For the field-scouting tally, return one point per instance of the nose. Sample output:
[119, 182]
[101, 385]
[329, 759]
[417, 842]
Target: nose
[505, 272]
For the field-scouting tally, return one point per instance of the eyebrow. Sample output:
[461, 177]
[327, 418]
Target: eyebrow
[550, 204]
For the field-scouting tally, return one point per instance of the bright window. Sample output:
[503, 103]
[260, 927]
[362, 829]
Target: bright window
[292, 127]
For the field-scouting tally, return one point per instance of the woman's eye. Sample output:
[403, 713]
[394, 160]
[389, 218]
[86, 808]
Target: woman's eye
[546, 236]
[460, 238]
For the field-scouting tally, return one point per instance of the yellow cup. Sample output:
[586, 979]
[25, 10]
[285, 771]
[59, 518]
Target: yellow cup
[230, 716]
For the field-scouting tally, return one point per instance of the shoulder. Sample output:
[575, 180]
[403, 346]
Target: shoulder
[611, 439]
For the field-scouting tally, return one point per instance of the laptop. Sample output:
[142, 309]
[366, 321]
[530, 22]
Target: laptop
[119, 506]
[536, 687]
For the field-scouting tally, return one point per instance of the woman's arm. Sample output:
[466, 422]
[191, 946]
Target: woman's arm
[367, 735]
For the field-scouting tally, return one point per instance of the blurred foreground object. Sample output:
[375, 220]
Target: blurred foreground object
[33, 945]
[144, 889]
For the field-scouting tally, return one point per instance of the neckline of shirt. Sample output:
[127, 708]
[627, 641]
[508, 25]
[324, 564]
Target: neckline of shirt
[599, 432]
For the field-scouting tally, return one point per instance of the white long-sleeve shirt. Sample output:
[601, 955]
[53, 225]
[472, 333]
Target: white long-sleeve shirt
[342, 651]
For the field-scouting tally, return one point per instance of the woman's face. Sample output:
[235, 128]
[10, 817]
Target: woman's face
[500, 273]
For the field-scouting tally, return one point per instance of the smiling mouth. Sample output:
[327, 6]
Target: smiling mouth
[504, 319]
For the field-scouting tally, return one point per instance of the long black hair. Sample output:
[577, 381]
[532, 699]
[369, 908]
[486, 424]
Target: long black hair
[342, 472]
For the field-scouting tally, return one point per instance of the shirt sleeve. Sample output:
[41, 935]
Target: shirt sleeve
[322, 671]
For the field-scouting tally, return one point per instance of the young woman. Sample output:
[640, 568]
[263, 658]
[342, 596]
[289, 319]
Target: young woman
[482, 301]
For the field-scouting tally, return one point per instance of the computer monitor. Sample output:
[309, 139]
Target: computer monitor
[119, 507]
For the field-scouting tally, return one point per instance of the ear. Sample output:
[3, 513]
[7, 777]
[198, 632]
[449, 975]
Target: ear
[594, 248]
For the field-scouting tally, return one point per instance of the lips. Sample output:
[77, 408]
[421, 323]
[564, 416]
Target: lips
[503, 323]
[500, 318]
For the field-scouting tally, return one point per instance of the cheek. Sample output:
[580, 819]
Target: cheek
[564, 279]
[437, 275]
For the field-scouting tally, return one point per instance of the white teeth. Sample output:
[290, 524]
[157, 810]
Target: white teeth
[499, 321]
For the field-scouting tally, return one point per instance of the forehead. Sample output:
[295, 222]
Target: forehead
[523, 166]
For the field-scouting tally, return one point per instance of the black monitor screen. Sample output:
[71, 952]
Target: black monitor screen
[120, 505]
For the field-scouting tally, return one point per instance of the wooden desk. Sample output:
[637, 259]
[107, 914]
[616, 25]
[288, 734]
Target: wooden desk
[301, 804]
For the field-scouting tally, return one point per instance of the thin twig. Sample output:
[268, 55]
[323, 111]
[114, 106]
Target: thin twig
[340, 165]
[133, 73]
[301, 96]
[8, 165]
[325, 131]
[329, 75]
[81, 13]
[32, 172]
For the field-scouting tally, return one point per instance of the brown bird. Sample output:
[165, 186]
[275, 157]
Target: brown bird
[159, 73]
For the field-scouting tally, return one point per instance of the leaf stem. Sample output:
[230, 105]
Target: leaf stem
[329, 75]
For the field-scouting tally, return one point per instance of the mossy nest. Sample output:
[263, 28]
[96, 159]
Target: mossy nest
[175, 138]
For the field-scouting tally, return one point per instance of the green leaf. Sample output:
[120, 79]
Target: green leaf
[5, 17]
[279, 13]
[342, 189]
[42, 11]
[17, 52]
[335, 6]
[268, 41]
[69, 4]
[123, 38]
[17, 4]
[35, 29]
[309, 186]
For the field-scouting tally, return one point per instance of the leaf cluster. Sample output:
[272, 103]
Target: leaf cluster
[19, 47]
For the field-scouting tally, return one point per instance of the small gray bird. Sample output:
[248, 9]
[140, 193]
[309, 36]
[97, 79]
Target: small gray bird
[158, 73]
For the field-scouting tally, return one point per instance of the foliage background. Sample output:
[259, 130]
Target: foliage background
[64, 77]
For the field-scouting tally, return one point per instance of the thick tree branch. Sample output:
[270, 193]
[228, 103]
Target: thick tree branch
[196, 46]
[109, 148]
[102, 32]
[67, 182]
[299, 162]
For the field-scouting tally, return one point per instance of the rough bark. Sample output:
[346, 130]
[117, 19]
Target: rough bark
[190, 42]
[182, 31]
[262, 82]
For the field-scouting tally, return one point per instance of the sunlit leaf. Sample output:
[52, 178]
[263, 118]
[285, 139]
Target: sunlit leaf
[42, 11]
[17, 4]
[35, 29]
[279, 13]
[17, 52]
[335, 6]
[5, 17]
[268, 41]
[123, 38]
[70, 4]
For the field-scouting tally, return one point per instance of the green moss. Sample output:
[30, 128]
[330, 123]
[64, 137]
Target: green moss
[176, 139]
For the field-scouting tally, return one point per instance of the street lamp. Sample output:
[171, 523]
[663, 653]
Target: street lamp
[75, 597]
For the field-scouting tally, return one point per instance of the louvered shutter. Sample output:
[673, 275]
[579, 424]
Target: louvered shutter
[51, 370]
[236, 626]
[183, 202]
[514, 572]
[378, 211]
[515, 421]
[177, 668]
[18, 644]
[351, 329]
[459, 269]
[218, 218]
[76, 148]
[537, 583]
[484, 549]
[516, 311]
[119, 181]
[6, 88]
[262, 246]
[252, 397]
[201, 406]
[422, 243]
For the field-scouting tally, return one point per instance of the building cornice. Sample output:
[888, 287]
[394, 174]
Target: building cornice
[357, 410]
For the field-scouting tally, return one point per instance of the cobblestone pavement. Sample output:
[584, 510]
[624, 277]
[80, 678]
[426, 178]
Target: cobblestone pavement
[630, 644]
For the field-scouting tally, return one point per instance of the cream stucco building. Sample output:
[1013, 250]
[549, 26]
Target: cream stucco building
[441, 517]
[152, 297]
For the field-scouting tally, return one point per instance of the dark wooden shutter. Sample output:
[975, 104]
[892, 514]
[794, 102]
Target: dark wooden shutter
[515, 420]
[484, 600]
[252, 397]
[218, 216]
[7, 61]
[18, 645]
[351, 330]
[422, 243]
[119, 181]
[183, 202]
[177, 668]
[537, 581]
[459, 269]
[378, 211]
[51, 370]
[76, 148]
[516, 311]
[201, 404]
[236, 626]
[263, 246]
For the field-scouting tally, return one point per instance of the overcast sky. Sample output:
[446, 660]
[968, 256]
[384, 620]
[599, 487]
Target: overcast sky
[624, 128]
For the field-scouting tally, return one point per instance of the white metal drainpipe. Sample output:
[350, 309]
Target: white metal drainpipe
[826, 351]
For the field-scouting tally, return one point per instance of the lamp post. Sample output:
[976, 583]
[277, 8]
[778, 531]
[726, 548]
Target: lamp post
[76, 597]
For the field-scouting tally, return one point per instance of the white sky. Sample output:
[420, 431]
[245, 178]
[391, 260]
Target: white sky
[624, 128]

§ **WORK ORDER**
The entries above need to be transcribed with no differences at all.

§ **SOLUTION FOR THIS TASK**
For the field-scouting tally, return one point per instance of the nose. Sample output:
[119, 182]
[101, 385]
[329, 759]
[417, 842]
Target: nose
[505, 272]
For the field-scouting tally, return one point per instance of the eyebrow. Sample output:
[461, 177]
[327, 418]
Target: eyebrow
[550, 204]
For the field-scouting tally, return one point per instance of the bright window. Sample output:
[503, 103]
[260, 927]
[362, 829]
Target: bright window
[292, 127]
For the field-scouting tally, return one point per instance of the woman's eye. Sample output:
[403, 713]
[394, 160]
[389, 218]
[86, 808]
Target: woman's eye
[546, 236]
[460, 238]
For the field-scouting tally, return one point per instance of the yellow cup. Sample output:
[586, 979]
[25, 10]
[285, 771]
[59, 518]
Target: yellow cup
[230, 716]
For the field-scouting tally, return one point per instance of the shoulder. Sample output:
[575, 180]
[403, 346]
Target: shoulder
[611, 439]
For the field-scouting tally, return one point per instance of the laptop. Sample output:
[142, 309]
[366, 321]
[530, 22]
Target: laptop
[119, 506]
[536, 687]
For the field-scouting tally, return one point per instance of the woman's arm. Sample output:
[466, 422]
[191, 946]
Target: woman's arm
[367, 735]
For the field-scouting tally, return one point per instance of the blurred foreground object. Sample output:
[375, 220]
Target: blurred foreground object
[33, 945]
[144, 889]
For the field-scouting tally, return one point per instance of the neckline of shirt. Sample output:
[127, 708]
[627, 641]
[508, 25]
[324, 564]
Target: neckline of shirt
[599, 432]
For the field-scouting tally, return one point per instance of the white long-sleeve shirt. Sample output:
[601, 955]
[53, 225]
[472, 333]
Target: white long-sleeve shirt
[342, 651]
For the field-scouting tally, return one point per instance of the woman's face. Sample output:
[235, 128]
[10, 817]
Target: woman's face
[500, 273]
For the field-scouting tally, return one point per instance of the smiling mouth. Sample output:
[327, 6]
Target: smiling mouth
[504, 319]
For the field-scouting tally, return one point per instance of the long black hair. Sample output:
[577, 381]
[532, 699]
[369, 908]
[486, 424]
Target: long black hair
[342, 472]
For the field-scouting tally, return one point per instance of the shirt sleeve. Sample output:
[41, 935]
Target: shirt sleeve
[322, 671]
For the field-scouting tally, return one point per instance of the young woman. Sample output:
[640, 568]
[263, 658]
[342, 596]
[289, 319]
Target: young woman
[482, 301]
For the field-scouting tally, return one point per instance of the computer monitor. Sample output:
[309, 139]
Target: computer monitor
[119, 507]
For the field-scouting tally, return one point per instance of the ear. Sample output:
[3, 513]
[7, 777]
[198, 632]
[449, 975]
Target: ear
[594, 248]
For the field-scouting tally, return one point per instance of the lips. Sample output:
[77, 408]
[421, 323]
[564, 416]
Target: lips
[503, 323]
[500, 318]
For the field-scouting tally, return one point per instance of the cheek. Sample output:
[580, 819]
Target: cheek
[564, 279]
[437, 275]
For the field-scouting tally, return one point per instance of the white teeth. Sample output:
[290, 524]
[157, 810]
Target: white teeth
[499, 321]
For the field-scouting tally, return one point per instance of the forehead. Sample output:
[295, 222]
Target: forehead
[523, 166]
For the field-scouting tally, return one point per instance of the black monitor screen. Sample output:
[71, 952]
Target: black monitor screen
[120, 505]
For the field-scouting tally, return one point per instance of the wooden desk. Sample output:
[637, 259]
[107, 914]
[616, 25]
[288, 734]
Target: wooden desk
[301, 804]
For the field-scouting tally, return one point per instance of the thin twig. Sample output:
[268, 55]
[323, 111]
[114, 106]
Target: thin twig
[340, 165]
[133, 73]
[301, 96]
[8, 165]
[325, 131]
[329, 75]
[81, 13]
[32, 172]
For the field-scouting tally, return one point per instance of the brown bird. Sample output:
[165, 186]
[275, 157]
Target: brown bird
[159, 73]
For the field-scouting tally, return one point per instance of the leaf stem. Sample output:
[230, 105]
Target: leaf stem
[329, 75]
For the field-scouting tally, return one point per instance of the mossy nest. Sample output:
[263, 28]
[96, 159]
Target: mossy nest
[175, 138]
For the field-scouting tally, return one point per instance of the green leaf. Sample output:
[120, 79]
Target: green leaf
[5, 17]
[279, 13]
[342, 189]
[42, 11]
[17, 52]
[335, 6]
[268, 41]
[69, 4]
[123, 38]
[17, 4]
[35, 29]
[309, 186]
For the field-scouting tally, return one point per instance of the leaf cluster. Sample output:
[272, 103]
Target: leaf cluster
[19, 47]
For the field-scouting tally, return one point per instance of the small gray bird. Sample output:
[248, 9]
[140, 193]
[309, 36]
[97, 79]
Target: small gray bird
[158, 73]
For the field-scouting tally, return one point per instance of the foliage background. Sample output:
[259, 130]
Target: foliage background
[64, 77]
For the field-scouting tally, return one point per instance of the thick tree branch. Sample output:
[270, 193]
[228, 103]
Target: thick tree branch
[196, 46]
[109, 148]
[102, 32]
[67, 182]
[299, 162]
For the field-scouting tally, return one point per instance of the rough bark. Sample output:
[346, 130]
[117, 19]
Target: rough bark
[190, 42]
[182, 31]
[262, 82]
For the field-scouting tally, return one point per instance of the sunlit leaf. Sample output:
[52, 178]
[263, 118]
[285, 139]
Target: sunlit leaf
[42, 11]
[17, 4]
[35, 29]
[279, 13]
[17, 52]
[335, 6]
[5, 17]
[268, 41]
[123, 38]
[70, 4]
For the field-scouting tally, return one point per instance of the green moss. Sample output:
[30, 128]
[330, 123]
[64, 137]
Target: green moss
[176, 139]
For the field-scouting tally, return one point per instance of the street lamp. Sample output:
[171, 523]
[663, 653]
Target: street lamp
[75, 597]
For the field-scouting tally, return one point per instance of the louvered shutter. Sample output:
[673, 275]
[579, 424]
Target: louvered shutter
[51, 370]
[236, 626]
[183, 202]
[514, 572]
[378, 211]
[515, 421]
[177, 668]
[18, 644]
[351, 329]
[459, 269]
[218, 218]
[76, 148]
[537, 583]
[484, 549]
[516, 311]
[119, 181]
[6, 88]
[262, 246]
[252, 397]
[201, 406]
[422, 243]
For the field-scouting tally, return one point per instance of the building cornice. Sample output:
[888, 287]
[394, 174]
Target: building cornice
[357, 410]
For the field-scouting tally, return one point per instance of the cobblestone pavement. Sample output:
[584, 510]
[624, 277]
[80, 678]
[426, 178]
Target: cobblestone pavement
[630, 644]
For the field-scouting tally, return one point per instance of the cream stucco building. Sample output:
[1013, 250]
[549, 26]
Target: cream stucco building
[441, 517]
[152, 297]
For the field-scouting tally, return one point per instance of the dark wooden shutter. Sample output:
[975, 104]
[892, 514]
[794, 102]
Target: dark wooden shutter
[515, 420]
[484, 600]
[252, 397]
[218, 216]
[7, 61]
[18, 645]
[351, 330]
[422, 243]
[119, 181]
[183, 202]
[177, 668]
[537, 581]
[459, 269]
[378, 211]
[51, 370]
[76, 148]
[516, 311]
[201, 404]
[236, 626]
[263, 246]
For the field-scouting tally, return one point per instance of the overcast sky. Sample output:
[446, 660]
[968, 256]
[384, 620]
[599, 487]
Target: overcast sky
[624, 128]
For the field-scouting tally, return one point per instance of the white metal drainpipe. Sample output:
[350, 309]
Target: white metal drainpipe
[826, 351]
For the field-scouting tally, return one point per instance of the lamp post. Sample output:
[976, 583]
[277, 8]
[778, 531]
[726, 548]
Target: lamp post
[76, 597]
For the field-scouting tally, return one point per instance of the white sky. Sample output:
[420, 431]
[245, 178]
[391, 260]
Target: white sky
[624, 128]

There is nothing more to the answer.